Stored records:
◆ ◆ ◆ ◆ ◆

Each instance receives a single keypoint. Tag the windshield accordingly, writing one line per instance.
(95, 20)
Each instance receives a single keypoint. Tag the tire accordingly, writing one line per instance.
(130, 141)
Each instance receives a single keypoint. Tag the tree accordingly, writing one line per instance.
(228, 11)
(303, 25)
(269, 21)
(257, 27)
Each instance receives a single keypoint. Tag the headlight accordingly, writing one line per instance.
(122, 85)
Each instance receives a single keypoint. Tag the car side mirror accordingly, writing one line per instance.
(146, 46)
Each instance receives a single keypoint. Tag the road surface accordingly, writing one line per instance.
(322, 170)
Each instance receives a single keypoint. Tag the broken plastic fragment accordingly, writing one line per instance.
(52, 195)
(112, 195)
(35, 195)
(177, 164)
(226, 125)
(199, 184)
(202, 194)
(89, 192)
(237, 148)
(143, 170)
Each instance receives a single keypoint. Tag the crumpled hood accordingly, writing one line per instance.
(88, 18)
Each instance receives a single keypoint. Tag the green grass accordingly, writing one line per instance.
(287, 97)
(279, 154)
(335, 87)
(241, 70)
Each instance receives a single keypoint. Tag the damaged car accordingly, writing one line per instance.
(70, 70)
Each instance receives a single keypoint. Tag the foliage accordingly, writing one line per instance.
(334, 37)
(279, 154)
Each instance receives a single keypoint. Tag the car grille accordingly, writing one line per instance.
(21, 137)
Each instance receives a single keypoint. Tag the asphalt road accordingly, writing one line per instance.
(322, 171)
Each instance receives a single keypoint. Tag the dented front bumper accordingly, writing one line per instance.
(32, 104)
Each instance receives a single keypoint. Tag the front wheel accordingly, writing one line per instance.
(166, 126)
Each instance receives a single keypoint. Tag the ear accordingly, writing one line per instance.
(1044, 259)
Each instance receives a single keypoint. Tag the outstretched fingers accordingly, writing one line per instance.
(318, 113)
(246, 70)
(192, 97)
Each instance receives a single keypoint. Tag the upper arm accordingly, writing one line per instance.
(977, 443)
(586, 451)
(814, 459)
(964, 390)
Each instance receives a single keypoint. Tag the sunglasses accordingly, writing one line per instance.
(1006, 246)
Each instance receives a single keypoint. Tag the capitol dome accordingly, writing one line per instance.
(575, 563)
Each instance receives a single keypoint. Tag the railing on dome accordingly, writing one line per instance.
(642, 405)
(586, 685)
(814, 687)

◆ ◆ ◆ ◆ ◆

Give every line of the records above as a JSON list of strings, one string per line, with blank lines left out.

Response to this task:
[
  "Each instance receives a single keypoint. Tag the windshield accordingly, writing one line per instance.",
  "(95, 20)",
  "Each instance receives a single keypoint. Tag the tire accordingly, writing one line per instance.",
  "(130, 141)",
  "Each instance receives a single keypoint. Tag the tree accordingly, writing one line per instance.",
  "(228, 11)",
  "(303, 25)",
  "(269, 21)",
  "(257, 27)",
  "Each instance receives a single keypoint. Tag the headlight accordingly, writing one line per instance.",
  "(122, 85)",
  "Each instance receives a single keypoint. Tag the car side mirror accordingly, writing one line per instance.",
  "(146, 46)",
  "Each instance receives a single keypoint. Tag the road surface accordingly, writing one line per instance.",
  "(322, 170)",
  "Each instance receives a single keypoint. Tag the broken plastic fragment accordingly, writing one line per instance.",
  "(52, 195)",
  "(112, 195)",
  "(35, 195)",
  "(177, 164)",
  "(226, 125)",
  "(199, 184)",
  "(202, 194)",
  "(89, 192)",
  "(237, 148)",
  "(143, 170)",
  "Each instance receives a single keypoint. Tag the crumpled hood accordingly, writing one line per instance.",
  "(88, 18)",
  "Each instance receives a single keypoint. Tag the green grass accordingly, writing one line per instance.",
  "(287, 97)",
  "(279, 154)",
  "(335, 87)",
  "(241, 70)",
  "Each instance receives a single keypoint. Tag the damaged car accordingly, writing one line per instance.",
  "(70, 70)",
  "Each instance receives a single keypoint. Tag the foliage accordingly, writing one line per instance.",
  "(334, 37)",
  "(279, 154)",
  "Each instance receives a single keypoint. Tag the car grille accordingly, writing one line per instance.",
  "(21, 137)",
  "Each instance receives a single keypoint. Tag the asphalt road accordingly, writing one line per instance.",
  "(322, 171)",
  "Each instance receives a single keypoint. Tag the dented front bumper accordingly, writing one line per instance.",
  "(32, 104)",
  "Each instance receives a single keypoint. Tag the front wheel accordingly, writing one line per instance.",
  "(166, 126)",
  "Each instance receives a single keypoint. Tag the ear accordingly, writing one line per instance.",
  "(1044, 259)",
  "Each instance receives a single keypoint. Tag the outstretched fingers accordingly, writing one line per instance.",
  "(318, 113)",
  "(246, 70)",
  "(192, 97)",
  "Each instance receives a single keypoint. Tag the upper arm accordingly, writing one line per instance.",
  "(977, 443)",
  "(586, 451)",
  "(814, 459)",
  "(964, 390)",
  "Each instance receives a single keypoint. Tag the sunglasses accordingly, writing one line per instance.",
  "(1006, 246)",
  "Each instance receives a single keypoint. Tag the capitol dome accordingly, writing one line per instance.",
  "(575, 563)",
  "Each instance receives a single keypoint. Tag the railing on dome accordingly, writing one line per instance.",
  "(642, 405)",
  "(586, 685)",
  "(814, 687)"
]